> PASSAGE
+++

Some less common interaction types used are:
pr .................. protein -> reaction rc .................. reaction -> compound cr .................. compound -> reaction gl .................. genetic lethal relationship pm .................. protein-metabolite interaction mp .................. metabolite-protein interaction
Whitespace (space or tab) is used to delimit the names in the simple interaction file format. However, in some cases spaces are desired in a node name or edge type. The standard is that, if the file contains any tab characters, then tabs are used to delimit the fields and spaces are considered part of the name. If the file contains no tabs, then any spaces are delimiters that separate names (and names cannot contain spaces).
If your network unexpectedly contains no edges and node names that look like edge names, it probably means your file contains a stray tab that's fooling the parser. On the other hand, if your network has nodes whose names are half of a full name, then you probably meant to use tabs to separate node names with spaces.
Networks in simple interactions format are often stored in files with a .sif extension, and Cytoscape recognizes this extension when browsing a directory for files of this type.
In contrast to SIF, GML is a rich graph format language supported by many other network visualization packages. The GML file format specification is available at:
http://www.infosun.fmi.uni-passau.de/Graphlet/GML/
It is generally not necessary to modify the content of a GML file directly. Once a network is built in SIF format and then laid out, the layout is preserved by saving to and loading from GML. Visual attributes specified in a GML file will result in a new visual style named Filename.style when that GML file is loaded.
XGMML is the XML evolution of GML and is based on the GML definition. In addition to network data, XGMML contains node/edge/network attributes. The XGMML file format specification is available at:
http://www.cs.rpi.edu/~puninj/XGMML/
XGMML is now preferred to GML because it offers the flexibility associated with all XML document types. If you're unsure about which to use, choose XGMML.
The Systems Biology Markup Language (SBML) is an XML format to describe biochemical networks. SBML file format specification is available at:
BioPAX is an OWL (Web Ontology Language) document designed to exchange biological pathways data. The complete set of documents for this format is available at:
The PSI-MI format is a data exchange format for protein-protein interactions. It is an XML format used to describe PPI and associated data. PSI-MI XML format specification is available at:
Cytoscape has native support for Microsoft Excel files (.xls) and delimited text files. The tables in these files can have network data and edge attributes. Users can specify columns containg source nodes, target nodes, interaction types, and edge attributes during file import. Some of the other network analysis tools, such as igraph (http://cneurocvs.rmki.kfki.hu/igraph/), has feature to export graph as simple text files. Cytoscape can read these text files and build networks from them. For more detail, please read the Import Free-Format Tables section section of the Creating Networks chapter.
Network generated by igraph's Watts-Strogatz small-world model (50k nodes and 250k esges) visualized by Cytoscape: You can import networks created by other applications using this Table Import feature.
Typically, genes are represented by nodes, and interactions (or other biological relationships) are represented by edges between nodes. For compactness, a gene also represents its corresponding protein. Nodes may also be used to represent compounds and reactions (or anything else) instead of genes.
If a network of genes or proteins is to be integrated with Gene Ontology (GO) annotation or gene expression data, the gene names must exactly match the names specified in the other data files. We strongly encourage naming genes and proteins by their systematic ORF name or standard accession number; common names may be displayed on the screen for ease of interpretation, so long as these are available to the program in the annotation directory or in a node attribute file. Cytoscape ships with all yeast ORF-to-common name mappings in a synonym table within the annotation/ directory. Other organisms will be supported in the future.

+++

> WHAT YOU WILL DO
Translate this sentence from the passage on Cytoscape network file formats into German: "The standard is that, if the file contains any tab characters, then tabs are used to delimit the fields and spaces are considered part of the name."

> RECORDED INFORMATION

+++

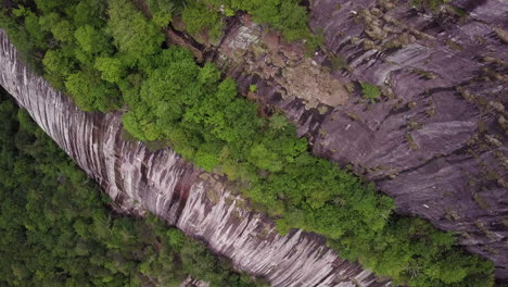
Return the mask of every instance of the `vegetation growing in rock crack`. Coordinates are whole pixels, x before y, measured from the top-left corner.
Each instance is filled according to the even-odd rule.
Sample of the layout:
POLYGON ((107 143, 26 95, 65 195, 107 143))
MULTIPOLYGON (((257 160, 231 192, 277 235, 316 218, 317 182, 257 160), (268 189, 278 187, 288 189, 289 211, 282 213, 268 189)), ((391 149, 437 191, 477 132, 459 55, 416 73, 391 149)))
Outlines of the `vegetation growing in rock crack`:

+++

> SOLUTION TO THE EXERCISE
Der Standard lautet: Wenn die Datei Tabulatorzeichen enthält, werden Tabulatoren zum Trennen der Felder verwendet, und Leerzeichen gelten als Teil des Namens.